§ **Extracted records**
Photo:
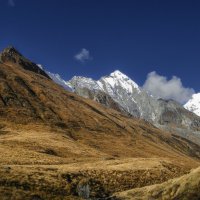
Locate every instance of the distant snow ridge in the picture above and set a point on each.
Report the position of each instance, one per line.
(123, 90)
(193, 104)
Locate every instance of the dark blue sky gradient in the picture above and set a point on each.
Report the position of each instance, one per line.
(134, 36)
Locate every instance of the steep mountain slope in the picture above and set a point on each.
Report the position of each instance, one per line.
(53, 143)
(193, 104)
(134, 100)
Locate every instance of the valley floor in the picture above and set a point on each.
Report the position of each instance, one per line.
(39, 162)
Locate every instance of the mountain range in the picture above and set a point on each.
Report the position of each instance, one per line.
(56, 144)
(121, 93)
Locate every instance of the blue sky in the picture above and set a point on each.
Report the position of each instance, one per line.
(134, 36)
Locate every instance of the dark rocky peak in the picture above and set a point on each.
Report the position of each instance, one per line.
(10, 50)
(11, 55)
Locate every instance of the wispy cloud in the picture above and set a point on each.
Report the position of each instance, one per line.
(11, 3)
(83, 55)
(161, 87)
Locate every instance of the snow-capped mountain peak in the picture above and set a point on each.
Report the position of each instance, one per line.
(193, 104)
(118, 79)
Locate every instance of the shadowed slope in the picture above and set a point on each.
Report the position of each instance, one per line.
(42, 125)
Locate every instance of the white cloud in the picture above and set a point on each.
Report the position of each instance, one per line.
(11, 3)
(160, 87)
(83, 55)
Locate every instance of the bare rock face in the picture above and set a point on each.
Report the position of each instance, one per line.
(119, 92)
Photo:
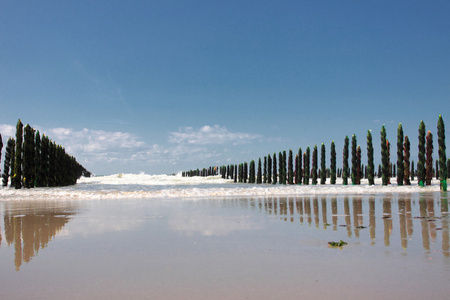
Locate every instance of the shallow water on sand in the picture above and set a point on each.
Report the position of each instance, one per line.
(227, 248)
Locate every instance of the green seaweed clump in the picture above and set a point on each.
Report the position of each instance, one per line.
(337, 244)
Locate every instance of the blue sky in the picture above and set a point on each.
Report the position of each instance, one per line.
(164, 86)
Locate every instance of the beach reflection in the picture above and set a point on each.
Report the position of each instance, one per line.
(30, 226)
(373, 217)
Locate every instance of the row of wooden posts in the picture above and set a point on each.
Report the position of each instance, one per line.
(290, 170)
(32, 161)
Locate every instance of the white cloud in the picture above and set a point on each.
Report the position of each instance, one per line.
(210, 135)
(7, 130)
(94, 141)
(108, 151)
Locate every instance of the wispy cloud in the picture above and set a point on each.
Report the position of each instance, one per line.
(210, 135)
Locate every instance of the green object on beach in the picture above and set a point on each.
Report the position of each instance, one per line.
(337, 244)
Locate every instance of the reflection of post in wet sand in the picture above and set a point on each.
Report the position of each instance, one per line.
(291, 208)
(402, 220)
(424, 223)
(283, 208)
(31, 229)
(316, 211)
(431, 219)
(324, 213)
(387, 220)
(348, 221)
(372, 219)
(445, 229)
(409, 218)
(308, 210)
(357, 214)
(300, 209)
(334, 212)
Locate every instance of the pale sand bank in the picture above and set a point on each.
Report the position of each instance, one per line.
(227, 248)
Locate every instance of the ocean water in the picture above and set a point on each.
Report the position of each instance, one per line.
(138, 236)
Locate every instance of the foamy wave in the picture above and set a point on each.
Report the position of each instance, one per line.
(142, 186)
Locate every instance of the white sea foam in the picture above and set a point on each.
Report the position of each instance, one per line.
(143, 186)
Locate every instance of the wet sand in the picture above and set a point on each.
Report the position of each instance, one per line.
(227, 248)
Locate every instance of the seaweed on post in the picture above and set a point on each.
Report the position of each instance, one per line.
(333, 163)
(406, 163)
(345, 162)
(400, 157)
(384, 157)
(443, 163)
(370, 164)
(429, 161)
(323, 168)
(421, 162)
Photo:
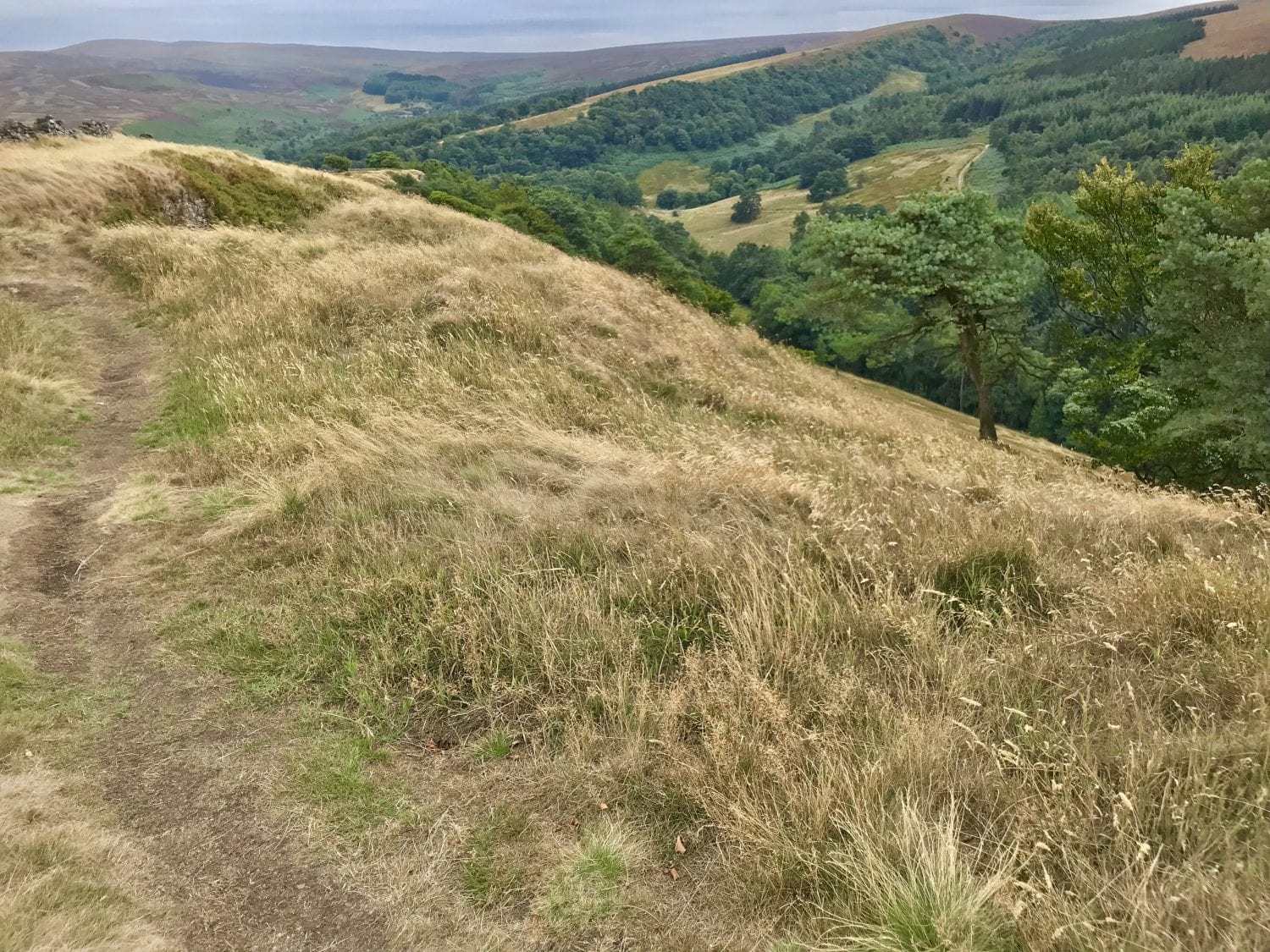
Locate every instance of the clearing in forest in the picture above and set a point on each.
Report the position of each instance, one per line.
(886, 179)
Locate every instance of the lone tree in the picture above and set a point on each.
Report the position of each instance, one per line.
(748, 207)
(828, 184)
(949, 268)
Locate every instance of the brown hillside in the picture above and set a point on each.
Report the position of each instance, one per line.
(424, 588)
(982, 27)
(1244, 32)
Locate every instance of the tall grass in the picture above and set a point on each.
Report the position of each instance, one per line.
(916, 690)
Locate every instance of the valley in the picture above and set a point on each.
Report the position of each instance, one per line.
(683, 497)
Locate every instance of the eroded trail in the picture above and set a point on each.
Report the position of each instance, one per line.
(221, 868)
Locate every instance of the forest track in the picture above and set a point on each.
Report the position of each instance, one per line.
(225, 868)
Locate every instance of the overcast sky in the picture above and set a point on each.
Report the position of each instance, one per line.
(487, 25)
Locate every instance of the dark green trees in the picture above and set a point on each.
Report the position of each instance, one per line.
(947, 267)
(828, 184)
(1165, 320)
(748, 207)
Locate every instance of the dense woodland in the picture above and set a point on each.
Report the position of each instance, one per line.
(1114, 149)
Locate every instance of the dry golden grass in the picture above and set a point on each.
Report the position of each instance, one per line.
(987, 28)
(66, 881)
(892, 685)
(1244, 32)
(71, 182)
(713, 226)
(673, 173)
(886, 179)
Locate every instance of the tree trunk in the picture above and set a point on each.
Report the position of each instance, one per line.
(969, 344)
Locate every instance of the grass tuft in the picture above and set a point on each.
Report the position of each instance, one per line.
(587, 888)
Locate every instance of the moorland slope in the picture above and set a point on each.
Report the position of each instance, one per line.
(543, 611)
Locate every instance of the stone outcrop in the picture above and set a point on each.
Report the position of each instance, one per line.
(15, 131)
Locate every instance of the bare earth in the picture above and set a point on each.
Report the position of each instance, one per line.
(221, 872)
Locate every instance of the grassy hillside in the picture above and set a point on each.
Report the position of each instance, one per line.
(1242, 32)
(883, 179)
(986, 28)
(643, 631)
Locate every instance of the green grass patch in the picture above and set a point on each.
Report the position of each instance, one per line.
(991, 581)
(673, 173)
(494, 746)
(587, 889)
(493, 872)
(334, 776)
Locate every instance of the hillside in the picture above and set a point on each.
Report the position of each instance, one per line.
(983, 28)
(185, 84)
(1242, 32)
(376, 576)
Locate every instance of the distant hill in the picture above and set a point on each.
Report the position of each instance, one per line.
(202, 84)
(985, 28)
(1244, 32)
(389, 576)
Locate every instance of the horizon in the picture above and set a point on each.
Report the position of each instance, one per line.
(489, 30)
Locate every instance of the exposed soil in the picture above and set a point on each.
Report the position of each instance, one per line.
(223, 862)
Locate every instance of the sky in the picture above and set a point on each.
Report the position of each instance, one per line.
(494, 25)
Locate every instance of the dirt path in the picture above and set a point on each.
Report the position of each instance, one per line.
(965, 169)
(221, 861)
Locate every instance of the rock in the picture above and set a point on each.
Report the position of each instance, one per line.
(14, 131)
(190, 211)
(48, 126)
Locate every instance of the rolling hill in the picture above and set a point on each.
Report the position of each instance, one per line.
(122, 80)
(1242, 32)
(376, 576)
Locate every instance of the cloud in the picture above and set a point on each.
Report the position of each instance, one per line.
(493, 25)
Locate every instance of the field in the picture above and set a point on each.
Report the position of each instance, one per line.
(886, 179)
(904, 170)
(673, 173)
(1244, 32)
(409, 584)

§ **Exercise aim**
Reproduce the lines beginning with the one that contains "Locate every instance of the rock" and continuing through the end of the records, swapping "rolling hill" for "gentle hill" and leaving everything else unchanged.

§ **Answer to the exercise**
Locate every instance of the rock in the picture above and set a point on each.
Report the position of each instance, one per line.
(14, 131)
(190, 211)
(48, 126)
Locate every instance of the gentle hill in the picture above and set a point on each.
Report the position of each instance, one per line.
(122, 80)
(1242, 32)
(376, 576)
Locate every instance of the cloud in the picture above and set a point on each.
Report the position of each instance, one per line.
(493, 25)
Locate every instance of the field in the picture above and set a point on each.
Report the position of each instance, one per line.
(886, 179)
(904, 170)
(673, 173)
(1244, 32)
(409, 584)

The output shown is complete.